● Extract:
----------------
Iran has proposed a dramatic reset to stalled negotiations with the U.S., offering to reopen the Strait of Hormuz and end the war while shelving nuclear talks for a future stage. The proposal, delivered through Pakistani intermediaries, sidesteps the thorniest obstacle in talks: deep disagreement within Iran's leadership over what atomic concessions to make.
The move reflects Tehran's calculation that removing the blockade choking its oil exports takes priority. But it would hand the Trump administration a fundamental problem. Lifting the pressure now could eliminate the main bargaining chip needed later to force Iran to suspend uranium enrichment for at least a decade and ship out its existing stockpile, both stated U.S. war objectives.
Trump signaled no appetite for that trade. In a Fox News interview Sunday, he outlined his strategy: maintain the naval blockade until Tehran capitulates. Oil flow through Iran's infrastructure, he argued, operates on razor-thin margins. "If that line is closed because you can't put it into containers or ships, what happens is that line explodes from within," Trump said, claiming Iran has only three days before collapse.
The diplomatic crisis deepened over the weekend after Iranian Foreign Minister Abbas Araghchi visited Pakistan with little to show for it. Trump had planned to send envoys Steve Witkoff and Jared Kushner to meet Araghchi in Islamabad, but scrapped the trip after deeming Iran's stance unhelpful. "I see no point of sending them on an 18-hour flight in the current situation," Trump told Axios. "The Iranians can call us if they want."
----------------
● Data listing:

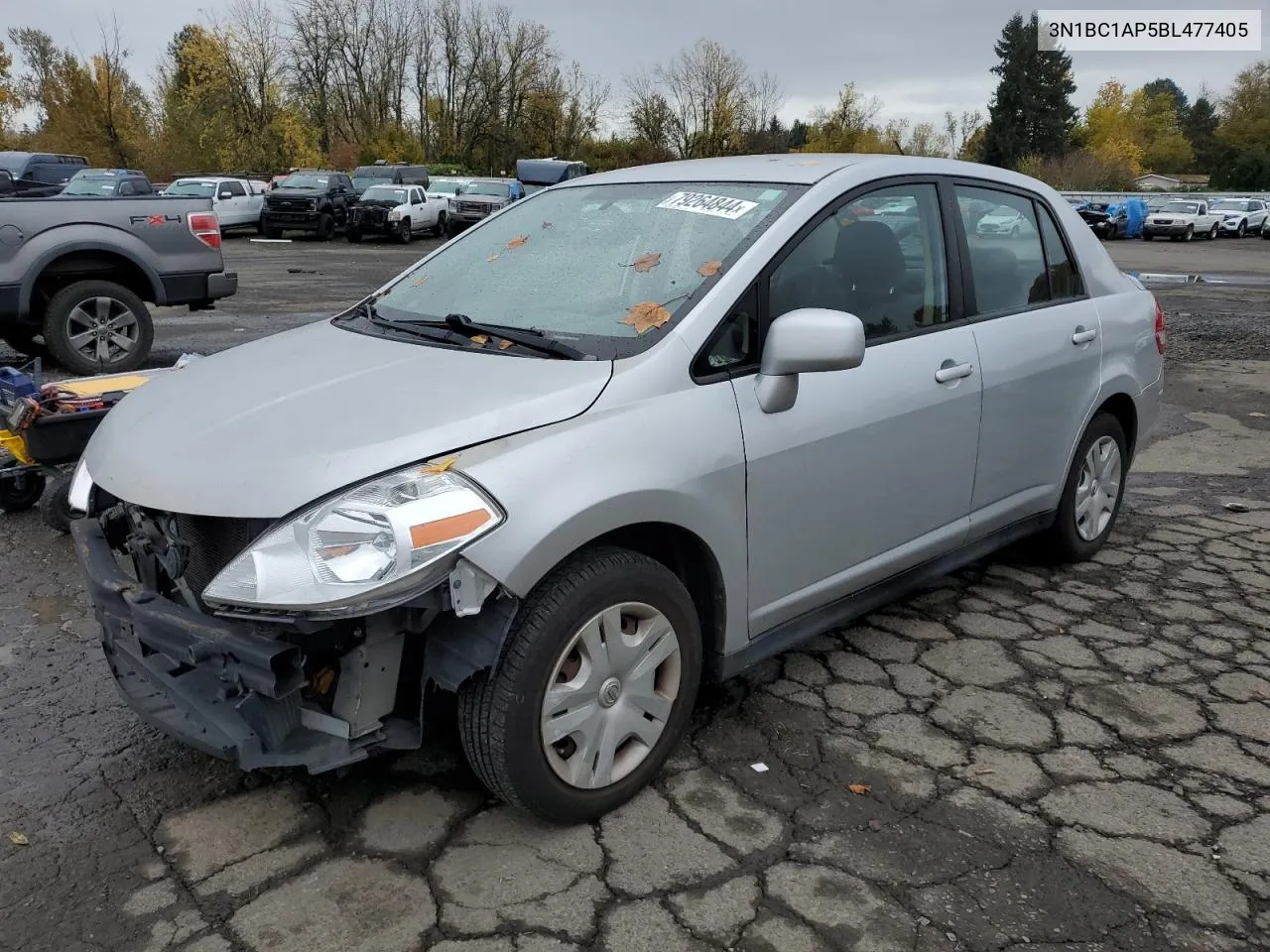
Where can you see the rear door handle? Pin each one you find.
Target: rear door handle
(952, 371)
(1083, 336)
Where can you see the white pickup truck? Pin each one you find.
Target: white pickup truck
(236, 202)
(1182, 218)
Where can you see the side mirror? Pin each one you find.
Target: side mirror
(807, 340)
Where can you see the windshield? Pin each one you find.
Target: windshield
(94, 185)
(384, 193)
(488, 188)
(302, 180)
(198, 189)
(598, 264)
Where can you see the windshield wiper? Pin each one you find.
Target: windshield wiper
(529, 338)
(367, 311)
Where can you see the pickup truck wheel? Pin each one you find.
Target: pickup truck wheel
(21, 492)
(55, 506)
(1092, 493)
(594, 689)
(98, 326)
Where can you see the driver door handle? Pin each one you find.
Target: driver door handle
(1083, 336)
(949, 371)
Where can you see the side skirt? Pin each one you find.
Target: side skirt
(790, 634)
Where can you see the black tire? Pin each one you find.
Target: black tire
(1062, 540)
(55, 506)
(21, 492)
(58, 327)
(499, 710)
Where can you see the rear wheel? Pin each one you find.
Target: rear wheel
(21, 492)
(594, 689)
(1092, 493)
(98, 326)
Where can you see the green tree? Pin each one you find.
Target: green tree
(1032, 111)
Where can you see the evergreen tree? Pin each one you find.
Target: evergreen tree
(1032, 112)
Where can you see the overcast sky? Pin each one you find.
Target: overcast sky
(920, 58)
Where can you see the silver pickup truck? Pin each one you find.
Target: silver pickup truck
(79, 272)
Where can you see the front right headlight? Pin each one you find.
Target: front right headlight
(362, 549)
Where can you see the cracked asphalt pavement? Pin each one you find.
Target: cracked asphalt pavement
(1049, 760)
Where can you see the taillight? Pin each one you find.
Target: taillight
(206, 229)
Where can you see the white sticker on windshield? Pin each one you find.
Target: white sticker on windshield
(698, 203)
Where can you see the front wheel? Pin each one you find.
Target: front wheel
(593, 692)
(98, 326)
(1092, 493)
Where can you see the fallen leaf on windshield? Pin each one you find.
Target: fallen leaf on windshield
(441, 466)
(645, 316)
(645, 263)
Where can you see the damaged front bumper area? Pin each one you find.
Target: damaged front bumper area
(273, 694)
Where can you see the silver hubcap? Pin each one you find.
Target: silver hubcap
(610, 696)
(103, 329)
(1097, 489)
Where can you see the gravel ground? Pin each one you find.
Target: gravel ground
(1053, 761)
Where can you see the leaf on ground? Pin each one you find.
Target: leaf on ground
(645, 263)
(645, 316)
(441, 466)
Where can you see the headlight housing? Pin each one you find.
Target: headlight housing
(366, 548)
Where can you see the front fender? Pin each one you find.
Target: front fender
(675, 458)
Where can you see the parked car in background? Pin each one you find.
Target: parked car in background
(1239, 216)
(309, 199)
(382, 173)
(41, 169)
(479, 199)
(540, 173)
(82, 271)
(236, 202)
(400, 211)
(572, 492)
(1106, 220)
(1182, 220)
(104, 182)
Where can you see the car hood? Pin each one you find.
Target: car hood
(268, 426)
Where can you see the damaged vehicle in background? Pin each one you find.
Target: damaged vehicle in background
(397, 211)
(638, 430)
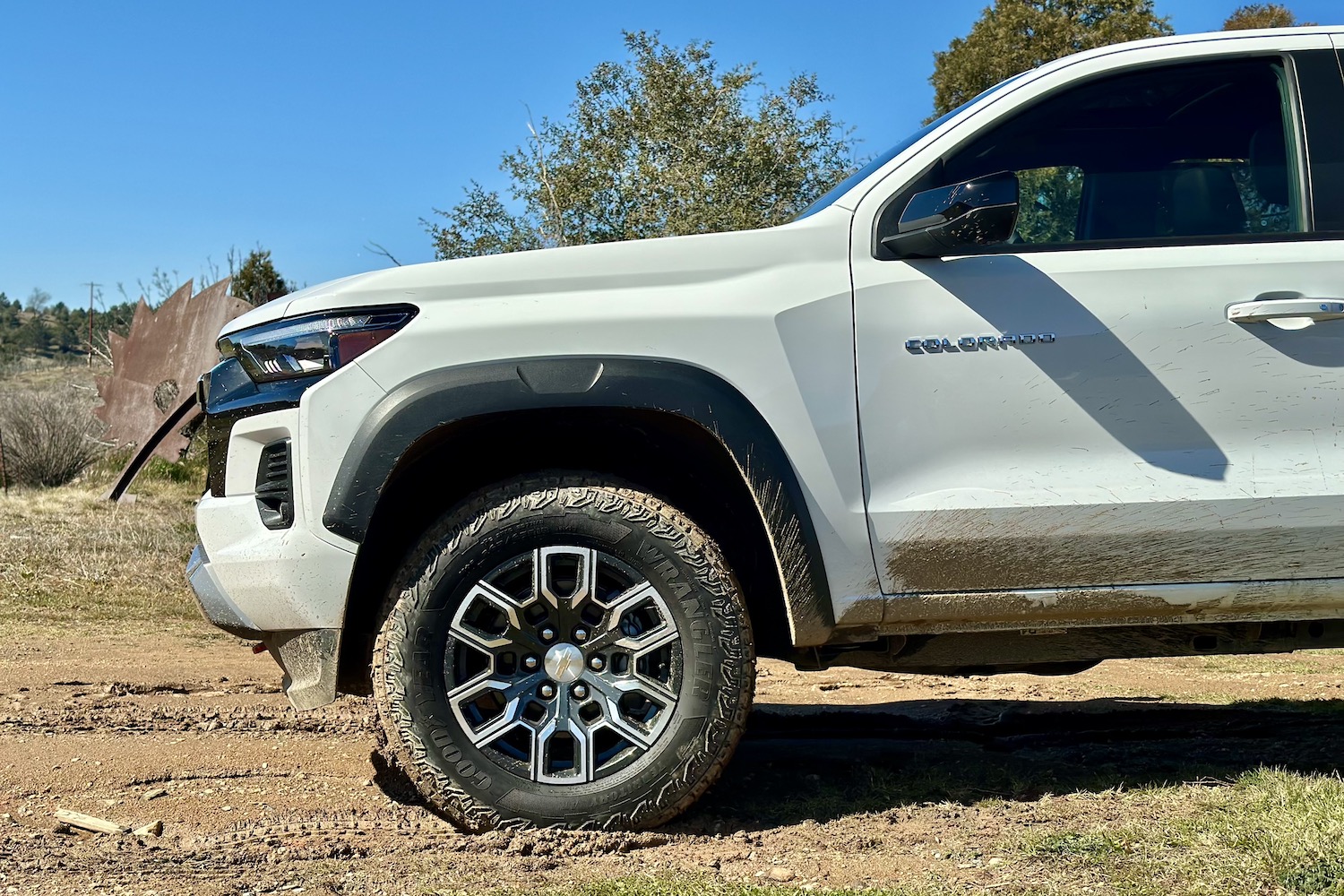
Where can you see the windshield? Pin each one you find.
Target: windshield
(883, 158)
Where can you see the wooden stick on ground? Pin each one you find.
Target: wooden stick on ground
(89, 823)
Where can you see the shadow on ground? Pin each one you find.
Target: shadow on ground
(793, 766)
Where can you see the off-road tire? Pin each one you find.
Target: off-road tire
(418, 732)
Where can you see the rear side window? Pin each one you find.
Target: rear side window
(1164, 153)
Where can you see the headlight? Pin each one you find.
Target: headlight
(312, 344)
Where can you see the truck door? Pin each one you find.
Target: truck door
(1080, 406)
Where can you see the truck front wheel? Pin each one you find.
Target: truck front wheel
(564, 651)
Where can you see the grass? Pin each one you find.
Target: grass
(1269, 831)
(72, 559)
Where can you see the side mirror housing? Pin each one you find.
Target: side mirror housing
(945, 220)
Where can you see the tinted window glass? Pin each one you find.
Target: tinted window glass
(1196, 150)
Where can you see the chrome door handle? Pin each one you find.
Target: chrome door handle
(1287, 314)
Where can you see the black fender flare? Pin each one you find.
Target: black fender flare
(451, 395)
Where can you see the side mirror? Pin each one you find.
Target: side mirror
(943, 220)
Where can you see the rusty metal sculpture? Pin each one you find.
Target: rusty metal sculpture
(152, 387)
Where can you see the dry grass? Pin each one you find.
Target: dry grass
(72, 559)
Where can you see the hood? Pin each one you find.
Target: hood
(604, 266)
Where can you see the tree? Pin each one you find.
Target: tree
(35, 335)
(1015, 35)
(1262, 15)
(257, 281)
(38, 300)
(664, 142)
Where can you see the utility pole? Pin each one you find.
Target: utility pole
(90, 320)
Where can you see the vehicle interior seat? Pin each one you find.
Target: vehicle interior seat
(1204, 202)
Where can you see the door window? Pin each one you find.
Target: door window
(1166, 153)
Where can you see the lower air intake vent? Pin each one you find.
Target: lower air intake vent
(276, 487)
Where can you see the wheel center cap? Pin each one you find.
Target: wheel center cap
(564, 662)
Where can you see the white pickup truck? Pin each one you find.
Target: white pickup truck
(1054, 381)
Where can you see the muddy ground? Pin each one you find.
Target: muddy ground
(846, 780)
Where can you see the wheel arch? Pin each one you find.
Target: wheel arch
(672, 429)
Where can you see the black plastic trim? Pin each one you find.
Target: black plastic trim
(443, 398)
(1322, 86)
(230, 397)
(276, 487)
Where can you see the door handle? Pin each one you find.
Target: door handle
(1287, 314)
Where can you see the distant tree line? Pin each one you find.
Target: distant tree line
(39, 328)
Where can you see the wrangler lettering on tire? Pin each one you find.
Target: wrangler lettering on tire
(562, 650)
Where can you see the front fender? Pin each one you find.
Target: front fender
(452, 395)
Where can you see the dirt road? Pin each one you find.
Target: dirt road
(846, 780)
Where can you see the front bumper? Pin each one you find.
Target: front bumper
(214, 603)
(282, 586)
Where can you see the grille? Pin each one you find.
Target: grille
(276, 487)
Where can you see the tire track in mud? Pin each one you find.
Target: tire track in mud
(1010, 726)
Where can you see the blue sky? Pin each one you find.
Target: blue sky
(142, 134)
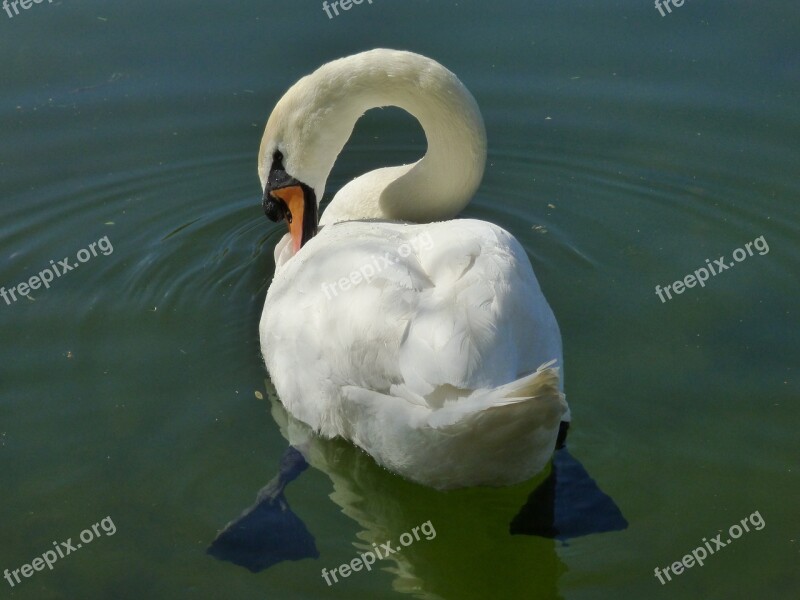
----------------
● Task to carry out: Can you write out, word for word, the passage of the article above on Iran's Hormuz proposal from "Trump signaled no" up to and including "days before collapse."?

● Result of this task:
Trump signaled no appetite for that trade. In a Fox News interview Sunday, he outlined his strategy: maintain the naval blockade until Tehran capitulates. Oil flow through Iran's infrastructure, he argued, operates on razor-thin margins. "If that line is closed because you can't put it into containers or ships, what happens is that line explodes from within," Trump said, claiming Iran has only three days before collapse.